> _RECORDS PROVIDED_
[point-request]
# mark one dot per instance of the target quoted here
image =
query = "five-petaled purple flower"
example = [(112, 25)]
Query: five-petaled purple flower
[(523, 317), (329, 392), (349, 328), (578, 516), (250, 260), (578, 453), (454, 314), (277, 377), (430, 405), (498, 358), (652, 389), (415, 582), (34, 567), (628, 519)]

> _TASK DESCRIPTION_
Restate the listing in full, word for word.

> _ANSWER TO THIS EXERCISE_
[point-request]
# mark one dot per instance of the target quoted here
image =
query = "five-petaled purple flower"
example = [(112, 25)]
Query: five-petaled purple flower
[(523, 317), (329, 392), (349, 328), (578, 516), (250, 260), (578, 453), (454, 314), (277, 377), (430, 405), (498, 358), (652, 389), (415, 582), (34, 567), (628, 519)]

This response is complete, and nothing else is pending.